§ WHAT TO DO
Identify each line of the records below that contains the word "pole", and copy those lines.

§ AVAILABLE DATA

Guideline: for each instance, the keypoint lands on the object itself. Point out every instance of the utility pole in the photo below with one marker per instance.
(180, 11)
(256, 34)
* * *
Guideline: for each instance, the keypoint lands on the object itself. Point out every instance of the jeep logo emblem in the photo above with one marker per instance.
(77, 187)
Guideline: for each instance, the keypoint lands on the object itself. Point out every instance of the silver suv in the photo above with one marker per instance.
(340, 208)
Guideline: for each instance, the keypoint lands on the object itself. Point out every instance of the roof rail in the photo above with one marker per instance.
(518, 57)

§ COMPLETE ANSWER
Guideline: for each instance, the keypoint lands on the object itself. Point out every instance of the utility pole in the photo below with one marker per instance.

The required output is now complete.